What you are asked to do »
Copy the records starting at the line containing "hallway in this photo, one per instance." and ending at the end of the records, swapping in "place a pin" wherever "drop a marker" appears and keeping everything else the same. Omit the pictures.

[Collection entries]
## begin
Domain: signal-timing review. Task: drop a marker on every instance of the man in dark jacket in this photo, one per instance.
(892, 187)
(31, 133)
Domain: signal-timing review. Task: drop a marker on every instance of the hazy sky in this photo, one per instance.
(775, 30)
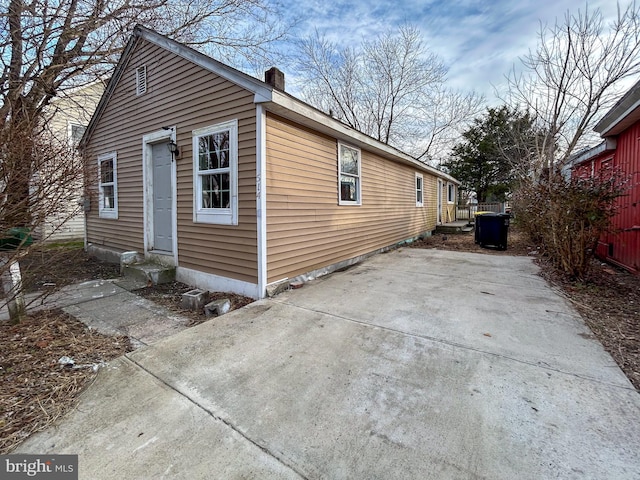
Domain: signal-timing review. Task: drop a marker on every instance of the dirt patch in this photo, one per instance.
(169, 295)
(517, 243)
(37, 387)
(608, 300)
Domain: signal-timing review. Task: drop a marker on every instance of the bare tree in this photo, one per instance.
(391, 88)
(576, 72)
(47, 46)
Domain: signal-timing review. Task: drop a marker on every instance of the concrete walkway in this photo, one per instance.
(109, 307)
(417, 364)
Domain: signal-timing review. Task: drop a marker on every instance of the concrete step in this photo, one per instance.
(149, 273)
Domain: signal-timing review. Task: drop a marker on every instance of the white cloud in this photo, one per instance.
(480, 41)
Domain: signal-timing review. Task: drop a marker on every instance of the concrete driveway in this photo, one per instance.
(418, 364)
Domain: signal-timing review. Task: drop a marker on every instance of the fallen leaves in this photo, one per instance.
(36, 389)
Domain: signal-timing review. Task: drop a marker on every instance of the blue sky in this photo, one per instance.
(480, 41)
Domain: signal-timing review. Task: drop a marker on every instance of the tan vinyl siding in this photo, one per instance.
(307, 229)
(185, 95)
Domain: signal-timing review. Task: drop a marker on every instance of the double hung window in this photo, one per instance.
(215, 173)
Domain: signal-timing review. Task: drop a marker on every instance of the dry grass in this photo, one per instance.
(36, 388)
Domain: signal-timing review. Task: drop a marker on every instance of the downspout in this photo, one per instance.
(261, 198)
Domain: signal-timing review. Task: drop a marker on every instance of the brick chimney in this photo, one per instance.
(275, 78)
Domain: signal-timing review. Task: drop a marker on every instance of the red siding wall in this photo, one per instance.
(622, 246)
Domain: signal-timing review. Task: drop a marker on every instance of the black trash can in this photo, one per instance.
(492, 230)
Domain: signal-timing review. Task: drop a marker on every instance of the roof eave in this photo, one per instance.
(302, 113)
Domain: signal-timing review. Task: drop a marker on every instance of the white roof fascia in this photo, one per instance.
(282, 103)
(618, 119)
(606, 145)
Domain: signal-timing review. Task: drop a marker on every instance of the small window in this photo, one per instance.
(141, 80)
(215, 166)
(108, 186)
(419, 190)
(348, 175)
(75, 133)
(451, 193)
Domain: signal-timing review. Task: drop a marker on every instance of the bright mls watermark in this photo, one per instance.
(50, 467)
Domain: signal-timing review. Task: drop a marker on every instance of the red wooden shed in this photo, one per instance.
(620, 129)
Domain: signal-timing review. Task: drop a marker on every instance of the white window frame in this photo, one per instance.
(358, 177)
(451, 193)
(108, 212)
(220, 216)
(420, 190)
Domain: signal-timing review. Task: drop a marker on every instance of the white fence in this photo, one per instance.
(467, 212)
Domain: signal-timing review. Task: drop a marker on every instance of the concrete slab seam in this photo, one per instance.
(462, 346)
(449, 275)
(220, 419)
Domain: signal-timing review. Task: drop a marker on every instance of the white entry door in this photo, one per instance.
(162, 192)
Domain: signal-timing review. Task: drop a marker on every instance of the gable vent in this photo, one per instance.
(141, 80)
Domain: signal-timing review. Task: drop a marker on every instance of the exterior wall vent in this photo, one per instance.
(275, 78)
(141, 80)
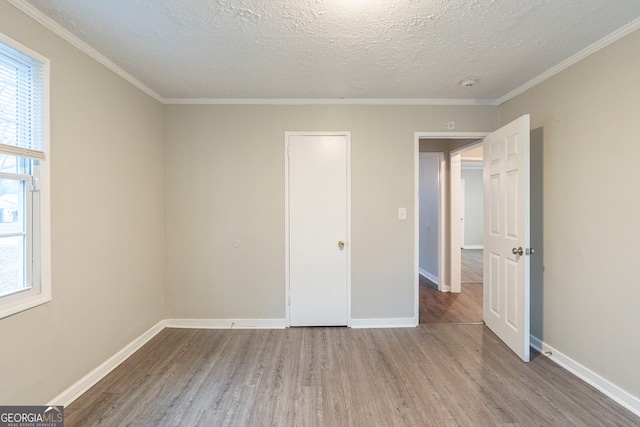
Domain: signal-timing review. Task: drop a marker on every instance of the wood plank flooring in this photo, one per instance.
(432, 375)
(445, 307)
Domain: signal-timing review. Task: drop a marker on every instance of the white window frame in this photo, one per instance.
(40, 209)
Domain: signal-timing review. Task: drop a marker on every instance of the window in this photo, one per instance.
(24, 190)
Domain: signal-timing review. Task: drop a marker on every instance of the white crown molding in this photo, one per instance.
(593, 48)
(50, 24)
(351, 101)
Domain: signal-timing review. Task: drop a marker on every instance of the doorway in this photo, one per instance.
(437, 301)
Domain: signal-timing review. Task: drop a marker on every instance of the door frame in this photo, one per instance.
(443, 188)
(287, 282)
(442, 178)
(455, 176)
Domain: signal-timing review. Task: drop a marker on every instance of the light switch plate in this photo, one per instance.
(402, 214)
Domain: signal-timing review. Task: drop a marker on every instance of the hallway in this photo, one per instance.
(445, 307)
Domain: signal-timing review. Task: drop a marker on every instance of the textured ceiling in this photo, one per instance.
(332, 49)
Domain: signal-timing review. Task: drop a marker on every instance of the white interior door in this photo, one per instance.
(318, 246)
(506, 225)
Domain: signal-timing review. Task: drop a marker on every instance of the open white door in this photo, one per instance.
(506, 225)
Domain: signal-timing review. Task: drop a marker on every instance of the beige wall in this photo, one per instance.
(106, 210)
(589, 114)
(224, 181)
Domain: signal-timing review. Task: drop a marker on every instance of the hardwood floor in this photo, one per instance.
(432, 375)
(445, 307)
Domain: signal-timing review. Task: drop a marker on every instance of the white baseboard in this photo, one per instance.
(409, 322)
(625, 399)
(429, 276)
(226, 323)
(76, 390)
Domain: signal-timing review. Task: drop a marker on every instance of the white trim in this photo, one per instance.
(589, 50)
(426, 274)
(53, 26)
(468, 164)
(384, 323)
(472, 247)
(76, 390)
(619, 395)
(226, 323)
(351, 101)
(455, 226)
(347, 135)
(56, 28)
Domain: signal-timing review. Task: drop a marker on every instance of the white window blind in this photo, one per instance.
(21, 104)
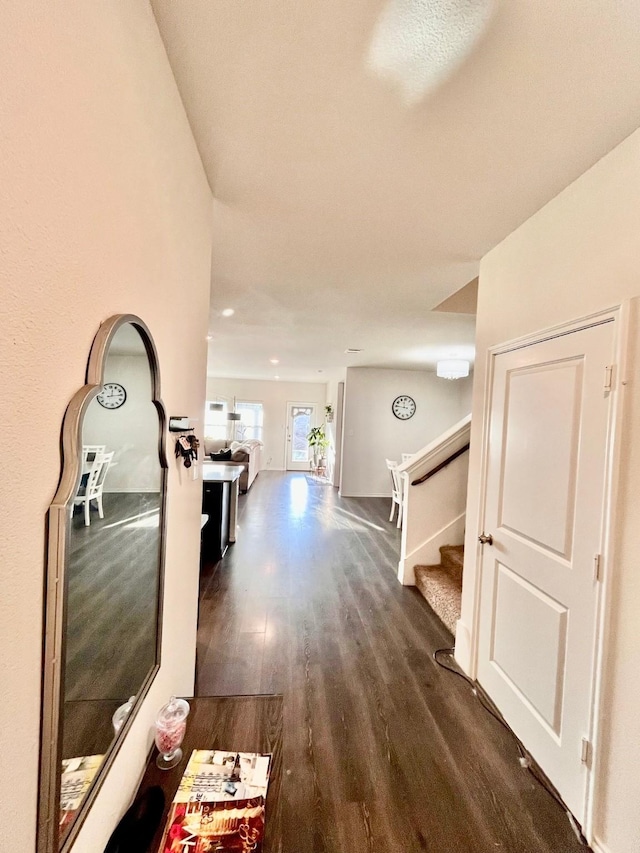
## end
Written response »
Domain: signal-timing review. Task: place a pin on every instance of the hallway in this photo, one per instance.
(445, 307)
Domain: signal-timing review. Task: place a pin on every instance of the textured ceiling in this photo, one per instance.
(332, 49)
Domain: signal-timing review. Task: place a pin on every instance of the white interior door in this photo, one per instance.
(318, 246)
(506, 225)
Domain: signal-timing review. Task: place a pin on every instance of the open white door in this photo, one per instance.
(506, 225)
Domain: signal-timing review. Task: place a pin on every instance of the beige wall in this photo, one per instance.
(106, 210)
(589, 114)
(224, 181)
Domain: signal-timing review. Task: place a pin on every instance of the hardwood floor in this photo, one per instance.
(432, 375)
(445, 307)
Domain: signal-timing review. Task: place a pin on every instance of the white baseboard in this photo, one per instance.
(409, 322)
(625, 399)
(429, 276)
(226, 323)
(76, 390)
Domain: signal-timing review. Task: place a pin on every instance of the white trim in this photo, one per instance.
(589, 50)
(426, 274)
(53, 26)
(468, 164)
(384, 323)
(472, 247)
(76, 390)
(619, 395)
(226, 323)
(351, 101)
(455, 226)
(347, 135)
(56, 28)
Domain: signal-timing review. Task: place a pin on every instance of the white window blind in this photo, one per instance.
(21, 104)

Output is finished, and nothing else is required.